::: PASSAGE SHOWN

# Curling lip when petting head and upper back



## Max-n-Nick (May 23, 2013)

So this just started a couple nights ago and we just thought it was him being grumpy.. Then today we thought it might be something to do with his ears so we took him to our vet. She looked him over and said everything is ok from what she could see and gave us an anti inflammatory because she said it could be a pulled muscle. Anyone have any suggestions or anyone else ever have this happen?


----------



## Max-n-Nick (May 23, 2013)

Max is almost 2 btw, it is also getting cold here in WV


----------



## Claudia M (Aug 8, 2012)

Anyway you can post a video of it?


----------



## Max-n-Nick (May 23, 2013)

I don't really want to make it worse by petting him there and him getting mad, he still playful and wants to play tug with all his toys it's just when you pet him behind the ears or on the head or upper back he curls his lip like he's getting ready to snap


----------



## Bozema (Nov 23, 2009)

If my dog was lip curling me when I was touching him and the vet couldn't find anything healthwise, I'd make an appointment with a behaviorist as quick as I could. You do not want this to escalate. It's possible your dog views you touching his head as a dominating behavior, but a lip curl is a warning and shouldn't be taken lightly ever.


----------



## fostermom (Sep 6, 2007)

Sounds to me like there is some sort of pain going on. If you don't see improvement from using the anti-inflammatory, then I would suggest having the vet run a full thyroid panel.


----------



## Claudia M (Aug 8, 2012)

Has he ever done this before? When did this start? It certainly appears to be hurting. Maybe a second vet can take a look at him! How was he acting at the vet when they touched him and checked his ear?


----------



## Max-n-Nick (May 23, 2013)

This started Sunday, when the vet touched and checked him he did the same thing, he is still eating drinking and plays around the house. We are going to try to get him to our regular vet today by they have been booked but we have an appt for first thing tomorrow morning if we can't get in today


----------



## GoldenCamper (Dec 21, 2009)

I will take a wild guess. Besides the pain etc mentioned it might/could be a submissive grin developing? Read the 3rd paragraph under mouth on the link below.

https://www.aspca.org/pet-care/virtual-pet-behaviorist/dog-behavior/canine-body-language

My dogs have not done this but I have met a few dogs over the years that have. Some have done it only while being petted, some have walked right up to me with teeth bared in what I call their smile.

You and your vet can read your dog better than us over the internet. Hope things work out for the best.


----------



## cazzy (Jan 7, 2014)

I used to have a Yorkie that would smile it does look as if he was going to snap when they do this because they show all their teeth there was never any noise when he did it. Like said above you know your dog better then anyone does he make any noise when he does it? I know when my girls snarl there is the normal noise that goes with it but my girls will always make some sort of noise before they even snap at the younger ones who are getting carried away.


----------



## Max-n-Nick (May 23, 2013)

::::::
::: INFORMATION PROVIDED

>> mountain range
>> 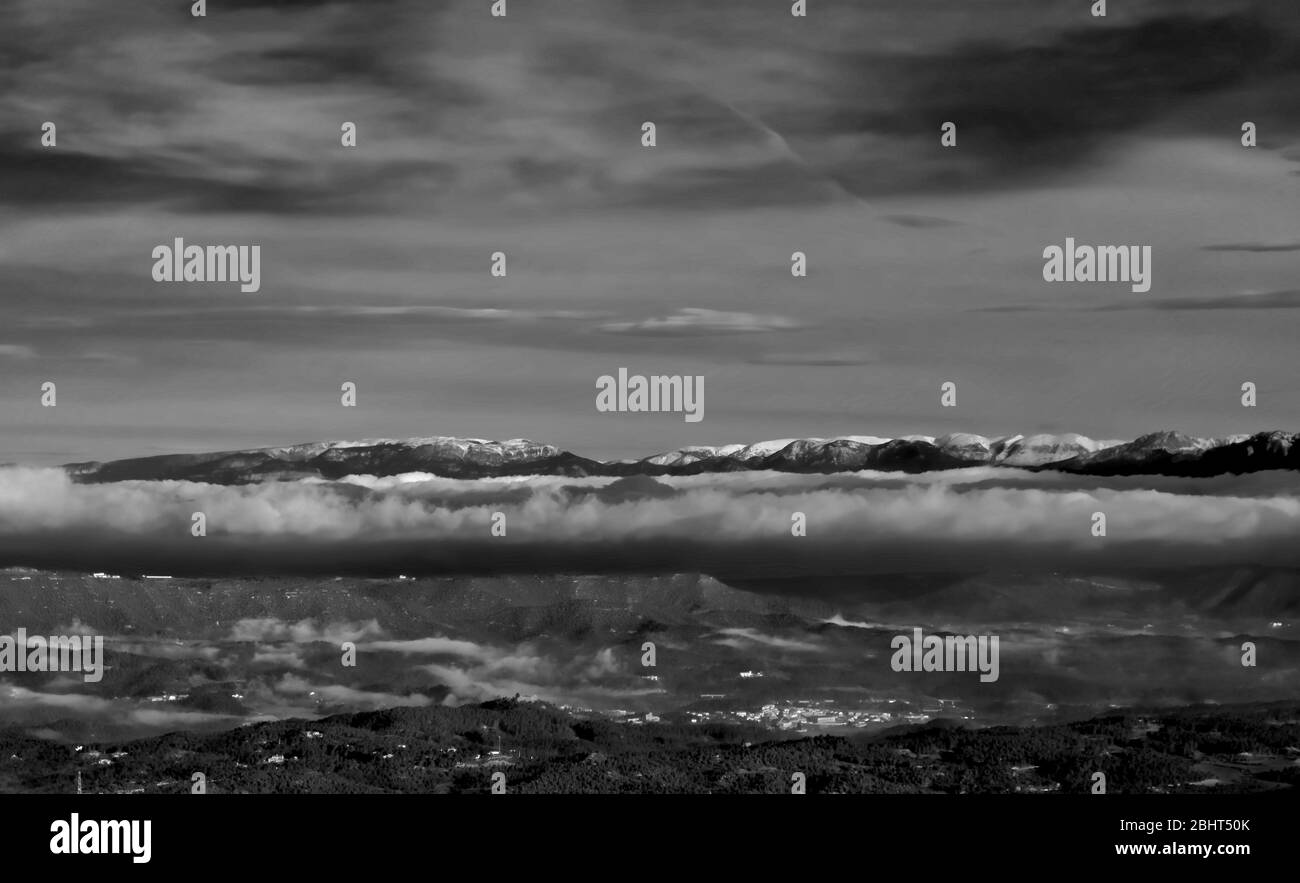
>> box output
[62,432,1300,485]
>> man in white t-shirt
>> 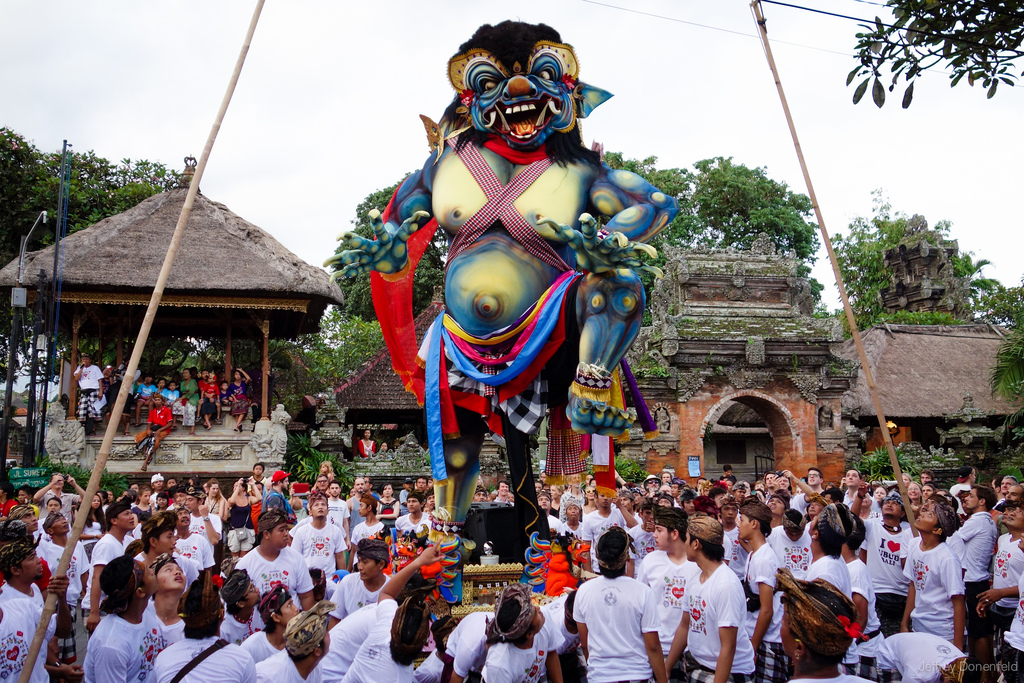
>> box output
[292,492,347,577]
[0,573,73,683]
[573,526,668,683]
[900,501,967,650]
[174,508,214,570]
[481,584,561,683]
[768,510,811,580]
[82,500,135,633]
[954,484,999,683]
[234,508,313,609]
[667,514,755,680]
[256,600,334,683]
[629,498,657,577]
[394,490,430,535]
[331,539,391,628]
[739,498,790,683]
[580,492,637,575]
[342,546,441,683]
[637,505,700,681]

::::::

**PROBLEM STATEMENT**: From the forum thread on lip curling, return the text word for word, starting with "I don't really" and going on through "taken lightly ever.". The records play no part here.

**EXERCISE OUTPUT**:
I don't really want to make it worse by petting him there and him getting mad, he still playful and wants to play tug with all his toys it's just when you pet him behind the ears or on the head or upper back he curls his lip like he's getting ready to snap


----------



## Bozema (Nov 23, 2009)

If my dog was lip curling me when I was touching him and the vet couldn't find anything healthwise, I'd make an appointment with a behaviorist as quick as I could. You do not want this to escalate. It's possible your dog views you touching his head as a dominating behavior, but a lip curl is a warning and shouldn't be taken lightly ever.